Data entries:
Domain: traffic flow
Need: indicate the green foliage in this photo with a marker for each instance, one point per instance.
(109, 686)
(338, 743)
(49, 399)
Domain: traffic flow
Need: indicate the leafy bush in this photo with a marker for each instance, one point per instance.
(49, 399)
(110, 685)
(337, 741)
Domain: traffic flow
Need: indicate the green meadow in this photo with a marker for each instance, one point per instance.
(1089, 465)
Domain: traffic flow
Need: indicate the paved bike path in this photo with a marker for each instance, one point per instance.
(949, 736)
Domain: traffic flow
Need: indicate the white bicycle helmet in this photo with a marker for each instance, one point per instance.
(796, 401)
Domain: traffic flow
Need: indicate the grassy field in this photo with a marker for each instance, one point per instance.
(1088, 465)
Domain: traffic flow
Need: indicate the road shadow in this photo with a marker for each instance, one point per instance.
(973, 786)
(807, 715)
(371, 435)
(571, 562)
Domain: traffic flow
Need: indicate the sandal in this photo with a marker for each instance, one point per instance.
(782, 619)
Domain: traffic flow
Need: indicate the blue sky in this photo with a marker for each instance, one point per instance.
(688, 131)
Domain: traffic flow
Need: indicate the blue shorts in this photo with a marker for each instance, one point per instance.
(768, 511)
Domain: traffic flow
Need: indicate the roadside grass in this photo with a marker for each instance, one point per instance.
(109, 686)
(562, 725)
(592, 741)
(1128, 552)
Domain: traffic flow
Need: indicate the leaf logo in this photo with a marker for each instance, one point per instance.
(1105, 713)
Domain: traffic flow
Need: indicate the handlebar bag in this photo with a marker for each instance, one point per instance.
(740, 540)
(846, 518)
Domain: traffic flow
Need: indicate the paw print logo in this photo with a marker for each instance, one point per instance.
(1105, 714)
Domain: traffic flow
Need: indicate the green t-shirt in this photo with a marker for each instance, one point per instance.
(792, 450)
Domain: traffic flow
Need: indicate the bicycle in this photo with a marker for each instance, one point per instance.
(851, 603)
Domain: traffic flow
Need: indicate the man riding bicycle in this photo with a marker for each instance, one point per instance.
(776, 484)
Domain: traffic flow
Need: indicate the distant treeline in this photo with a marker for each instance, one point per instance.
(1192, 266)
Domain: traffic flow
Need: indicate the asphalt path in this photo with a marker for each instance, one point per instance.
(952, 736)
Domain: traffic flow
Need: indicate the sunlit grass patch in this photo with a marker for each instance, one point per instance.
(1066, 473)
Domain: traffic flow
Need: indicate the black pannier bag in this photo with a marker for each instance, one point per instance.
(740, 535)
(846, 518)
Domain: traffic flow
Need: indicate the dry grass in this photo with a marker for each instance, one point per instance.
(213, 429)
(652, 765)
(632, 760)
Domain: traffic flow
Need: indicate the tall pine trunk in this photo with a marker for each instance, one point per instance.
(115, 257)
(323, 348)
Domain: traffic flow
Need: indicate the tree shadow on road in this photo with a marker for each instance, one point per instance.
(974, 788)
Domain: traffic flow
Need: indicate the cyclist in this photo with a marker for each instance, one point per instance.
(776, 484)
* * *
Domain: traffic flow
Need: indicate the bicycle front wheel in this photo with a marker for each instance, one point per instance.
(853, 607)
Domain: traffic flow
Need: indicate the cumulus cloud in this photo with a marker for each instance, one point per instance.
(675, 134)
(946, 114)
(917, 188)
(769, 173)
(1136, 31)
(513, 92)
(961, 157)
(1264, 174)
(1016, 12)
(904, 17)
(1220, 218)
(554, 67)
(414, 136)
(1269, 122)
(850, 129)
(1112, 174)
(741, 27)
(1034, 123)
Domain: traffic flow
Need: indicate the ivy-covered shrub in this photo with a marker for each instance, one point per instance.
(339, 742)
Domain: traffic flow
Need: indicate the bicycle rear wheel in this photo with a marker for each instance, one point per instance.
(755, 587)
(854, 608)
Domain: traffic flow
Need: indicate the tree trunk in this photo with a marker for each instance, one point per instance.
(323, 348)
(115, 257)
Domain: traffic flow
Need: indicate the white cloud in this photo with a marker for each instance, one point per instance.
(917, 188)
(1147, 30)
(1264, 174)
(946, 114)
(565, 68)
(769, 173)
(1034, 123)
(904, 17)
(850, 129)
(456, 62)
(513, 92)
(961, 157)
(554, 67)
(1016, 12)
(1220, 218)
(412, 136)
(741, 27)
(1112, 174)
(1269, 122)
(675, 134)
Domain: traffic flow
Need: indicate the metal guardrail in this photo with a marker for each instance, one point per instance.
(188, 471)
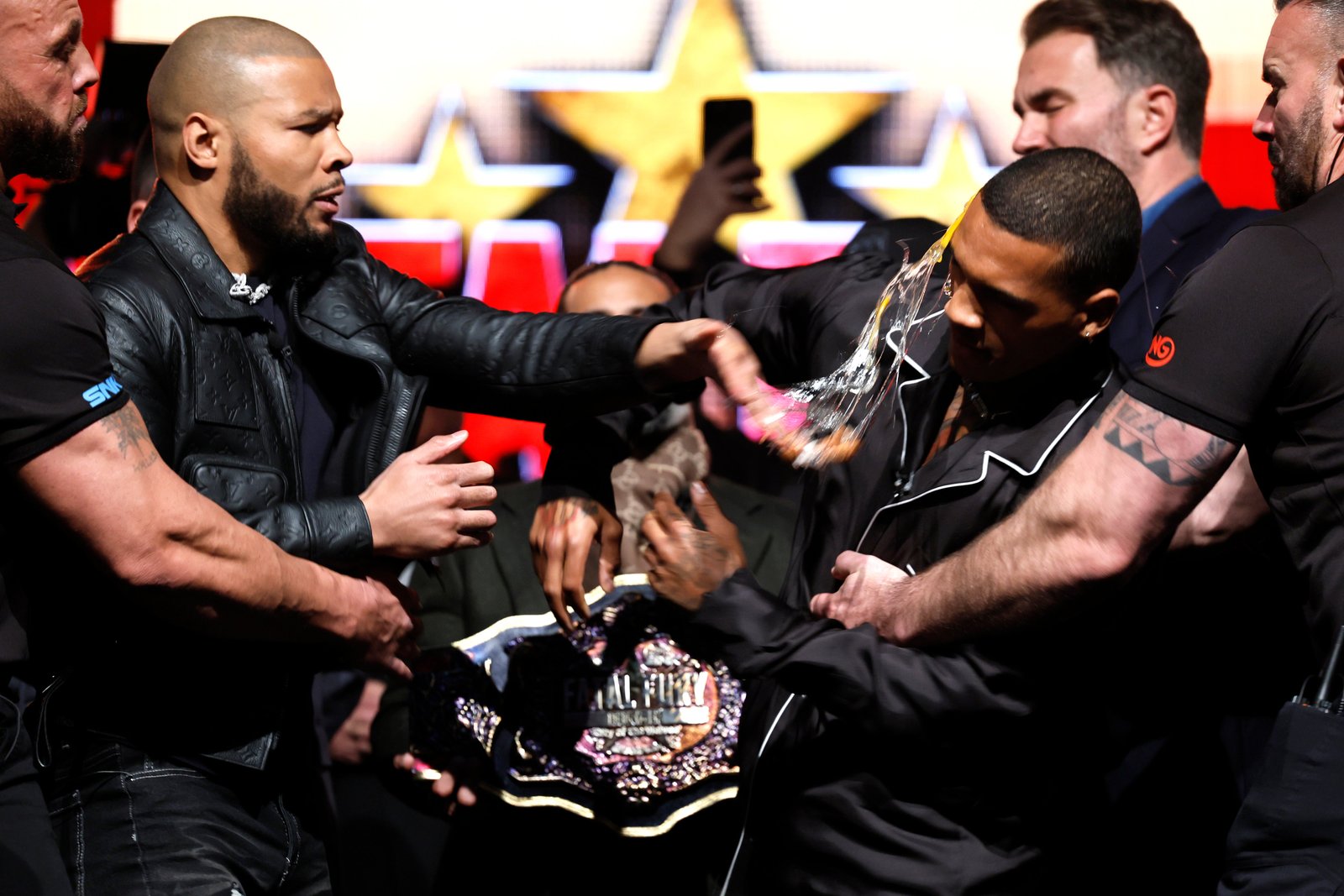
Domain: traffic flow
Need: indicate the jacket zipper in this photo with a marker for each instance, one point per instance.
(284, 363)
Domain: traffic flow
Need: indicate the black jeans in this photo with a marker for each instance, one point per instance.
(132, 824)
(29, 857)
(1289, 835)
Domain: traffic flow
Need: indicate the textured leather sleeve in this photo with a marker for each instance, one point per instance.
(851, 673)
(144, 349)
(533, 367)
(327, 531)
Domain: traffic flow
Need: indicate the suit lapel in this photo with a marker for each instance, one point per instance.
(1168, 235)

:: EXERCISE INSTRUCTIONS ::
Filter the items above down to every line containing the word "green", matching case exactly.

:: CORRECT RESULT ::
Need: indicate the green foliage in this photo with a marker for each instance, one point per instance.
Need: indicate the green meadow in this photo with a marker for each instance, one point per instance.
Need: indicate the green t-shirt in this photo with a marker for each instance, one point per instance.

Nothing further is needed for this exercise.